Items in a dataset listing
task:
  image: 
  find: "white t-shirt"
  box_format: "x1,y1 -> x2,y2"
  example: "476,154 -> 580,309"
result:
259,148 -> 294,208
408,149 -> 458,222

• _THE EXERCISE_:
Rewrite every line of the listing above, requests included, after multiplying each box coordinate in the answers by 1.55 and rounding it to a whole number, with halves rounded up. Leave the numbers in the requests and their format samples as they are.

• _THE SOLUTION_:
task:
  image: 
  find: "white t-shirt"
  box_format: "x1,y1 -> x2,y2"
  example: "476,154 -> 580,309"
result:
401,229 -> 456,322
632,231 -> 710,344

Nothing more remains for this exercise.